[START OF Information provided]

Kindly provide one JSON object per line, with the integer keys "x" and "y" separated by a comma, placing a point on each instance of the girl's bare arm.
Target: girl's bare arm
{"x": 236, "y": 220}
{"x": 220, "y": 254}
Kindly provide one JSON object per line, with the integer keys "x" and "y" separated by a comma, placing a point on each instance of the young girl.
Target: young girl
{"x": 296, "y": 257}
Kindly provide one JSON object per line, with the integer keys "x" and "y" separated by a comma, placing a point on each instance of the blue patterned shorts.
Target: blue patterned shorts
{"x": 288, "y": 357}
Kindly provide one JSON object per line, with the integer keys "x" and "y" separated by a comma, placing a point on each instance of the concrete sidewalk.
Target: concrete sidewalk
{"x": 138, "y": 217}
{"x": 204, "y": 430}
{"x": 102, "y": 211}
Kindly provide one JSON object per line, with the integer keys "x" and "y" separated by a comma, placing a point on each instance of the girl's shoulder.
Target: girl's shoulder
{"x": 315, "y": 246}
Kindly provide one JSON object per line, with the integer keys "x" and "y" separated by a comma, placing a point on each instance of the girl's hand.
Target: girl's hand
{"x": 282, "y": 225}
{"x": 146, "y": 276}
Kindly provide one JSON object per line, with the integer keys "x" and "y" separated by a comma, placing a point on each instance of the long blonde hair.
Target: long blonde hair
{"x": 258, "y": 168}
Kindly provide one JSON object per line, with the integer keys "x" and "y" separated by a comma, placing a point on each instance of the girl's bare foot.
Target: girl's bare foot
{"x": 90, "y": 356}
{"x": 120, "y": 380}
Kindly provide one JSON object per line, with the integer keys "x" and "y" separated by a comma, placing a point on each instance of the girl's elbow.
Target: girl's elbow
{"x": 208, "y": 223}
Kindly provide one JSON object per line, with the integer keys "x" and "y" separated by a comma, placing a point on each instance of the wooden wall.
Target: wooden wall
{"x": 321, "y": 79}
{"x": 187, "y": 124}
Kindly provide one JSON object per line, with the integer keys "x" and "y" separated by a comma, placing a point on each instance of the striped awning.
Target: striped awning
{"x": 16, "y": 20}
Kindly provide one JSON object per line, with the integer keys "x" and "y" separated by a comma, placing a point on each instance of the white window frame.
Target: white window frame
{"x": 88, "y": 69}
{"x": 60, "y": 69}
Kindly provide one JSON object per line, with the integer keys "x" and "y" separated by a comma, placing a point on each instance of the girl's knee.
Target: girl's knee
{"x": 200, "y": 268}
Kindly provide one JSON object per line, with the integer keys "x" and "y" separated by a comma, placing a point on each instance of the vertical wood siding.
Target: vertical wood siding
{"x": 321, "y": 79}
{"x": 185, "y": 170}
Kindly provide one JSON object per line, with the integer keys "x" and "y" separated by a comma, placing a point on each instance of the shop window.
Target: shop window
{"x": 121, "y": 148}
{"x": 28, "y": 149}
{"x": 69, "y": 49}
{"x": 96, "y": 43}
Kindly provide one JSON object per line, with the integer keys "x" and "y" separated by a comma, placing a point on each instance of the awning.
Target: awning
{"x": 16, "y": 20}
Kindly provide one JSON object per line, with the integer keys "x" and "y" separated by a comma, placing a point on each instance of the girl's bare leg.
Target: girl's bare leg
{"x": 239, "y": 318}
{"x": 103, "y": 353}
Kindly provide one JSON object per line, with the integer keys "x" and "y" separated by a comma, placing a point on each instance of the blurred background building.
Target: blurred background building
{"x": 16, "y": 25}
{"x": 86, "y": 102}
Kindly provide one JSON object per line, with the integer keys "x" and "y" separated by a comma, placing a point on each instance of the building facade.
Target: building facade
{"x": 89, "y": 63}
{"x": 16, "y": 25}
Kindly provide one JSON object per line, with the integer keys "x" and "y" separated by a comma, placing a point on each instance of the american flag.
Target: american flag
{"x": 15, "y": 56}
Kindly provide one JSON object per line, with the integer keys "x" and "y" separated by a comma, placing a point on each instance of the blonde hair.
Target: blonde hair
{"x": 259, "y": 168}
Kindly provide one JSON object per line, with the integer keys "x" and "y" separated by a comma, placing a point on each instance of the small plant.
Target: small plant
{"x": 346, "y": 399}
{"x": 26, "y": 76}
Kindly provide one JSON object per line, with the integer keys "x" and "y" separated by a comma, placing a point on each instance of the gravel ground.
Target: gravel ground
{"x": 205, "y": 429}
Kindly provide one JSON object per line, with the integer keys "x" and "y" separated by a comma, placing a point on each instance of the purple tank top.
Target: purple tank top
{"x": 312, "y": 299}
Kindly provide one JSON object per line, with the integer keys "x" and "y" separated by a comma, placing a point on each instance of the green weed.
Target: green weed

[END OF Information provided]

## What the task asks
Print again each line of the listing above, exactly as it appears.

## Output for this exercise
Kindly provide one JSON object per line, with the integer keys "x" and "y" separated by a comma, placing a point on each instance of the girl's bare arm.
Target: girl's bare arm
{"x": 236, "y": 220}
{"x": 220, "y": 254}
Kindly provide one JSON object per line, with the integer keys "x" and "y" separated by a comma, placing a point on each instance of the young girl.
Target: young girl
{"x": 296, "y": 257}
Kindly provide one JSON object per line, with the integer keys "x" and "y" separated by a comma, placing a point on each instance of the blue patterned shorts.
Target: blue patterned shorts
{"x": 288, "y": 357}
Kindly provide one JSON object per line, with the integer keys "x" and "y" separated by a comma, placing a point on each instance of the concrete sidewalk.
Target: concrete sidewalk
{"x": 138, "y": 217}
{"x": 204, "y": 430}
{"x": 102, "y": 211}
Kindly provide one JSON object per line, with the integer keys "x" and "y" separated by a comma, placing a point on each instance of the girl's shoulder.
Target: girl's shoulder
{"x": 315, "y": 246}
Kindly provide one JSON object per line, with the integer keys "x" and "y" separated by a comma, placing a point on each instance of the girl's hand.
Target: girl's hand
{"x": 282, "y": 225}
{"x": 146, "y": 276}
Kindly provide one JSON object per line, with the integer keys "x" and "y" separated by a comma, placing a point on each instance of the long blonde hair.
Target: long blonde hair
{"x": 258, "y": 168}
Kindly provide one JSON object per line, with the integer keys "x" and "y" separated by a comma, placing a point on each instance of the girl's bare foot.
Target: girl's bare foot
{"x": 90, "y": 356}
{"x": 120, "y": 380}
Kindly provide one JSON object per line, with the integer keys "x" and "y" separated by a comma, placing a point on each instance of the girl's elbow.
Target: girl's elbow
{"x": 208, "y": 223}
Kindly provide one JSON object per line, with the integer keys "x" and "y" separated by a comma, placing a point on each instance of the wooden wall.
Target: wooden wall
{"x": 321, "y": 79}
{"x": 187, "y": 124}
Kindly provide one JSON object per line, with the integer keys "x" and "y" separated by a comma, placing a point on each instance of the striped awning.
Target: striped awning
{"x": 16, "y": 20}
Kindly provide one JSON object per line, with the integer keys "x" and "y" separated by a comma, placing a point on each instance of the white window frame.
Target: white window frame
{"x": 88, "y": 69}
{"x": 60, "y": 69}
Kindly provide one JSON object per line, with the integer keys "x" and "y" separated by a comma, placing a point on each instance of the girl's knee.
Target: girl's knee
{"x": 200, "y": 268}
Kindly provide one JSON object per line, with the integer keys "x" and "y" separated by a comma, placing a point on each instance of the vertical wood siding.
Target: vertical wood siding
{"x": 321, "y": 79}
{"x": 185, "y": 170}
Kindly provide one JSON object per line, with the integer keys "x" and "y" separated by a comma, placing a point on each instance of the shop window.
Target: shop window
{"x": 121, "y": 148}
{"x": 28, "y": 149}
{"x": 69, "y": 49}
{"x": 96, "y": 43}
Kindly provide one JSON object per line, with the integer keys "x" and "y" separated by a comma, placing a point on each instance of the awning.
Target: awning
{"x": 16, "y": 20}
Kindly provide one JSON object per line, with the integer keys "x" and "y" separated by a comma, placing a point on each instance of the girl's bare leg.
Target: girl's bare leg
{"x": 239, "y": 318}
{"x": 103, "y": 353}
Kindly provide one JSON object per line, with the integer keys "x" and "y" separated by a comma, placing a point on each instance of the blurred background building.
Target: blurred background building
{"x": 16, "y": 25}
{"x": 86, "y": 102}
Kindly provide one JSON object per line, with the integer keys "x" and "y" separated by a comma, placing a point on each instance of the building facade.
Target: building facade
{"x": 89, "y": 63}
{"x": 16, "y": 25}
Kindly provide one JSON object per line, with the integer keys "x" and "y" separated by a comma, placing a point on each instance of the american flag.
Target: american flag
{"x": 15, "y": 56}
Kindly provide one JSON object per line, with the integer keys "x" and "y" separated by a comma, placing a point on each instance of the blonde hair.
Target: blonde hair
{"x": 259, "y": 168}
Kindly provide one JSON object per line, with the integer keys "x" and "y" separated by a comma, placing a point on each instance of the small plant.
Target: small plant
{"x": 346, "y": 399}
{"x": 26, "y": 76}
Kindly provide one JSON object per line, with the integer keys "x" and "y" separated by a comma, placing a point on each instance of the gravel ground.
Target: gravel ground
{"x": 205, "y": 429}
Kindly provide one JSON object per line, with the integer keys "x" and "y" separated by a comma, placing a point on each instance of the purple tank top.
Target: purple tank top
{"x": 312, "y": 299}
Kindly provide one JSON object per line, with the integer keys "x" and "y" separated by a comma, placing a point on each instance of the green weed.
Target: green weed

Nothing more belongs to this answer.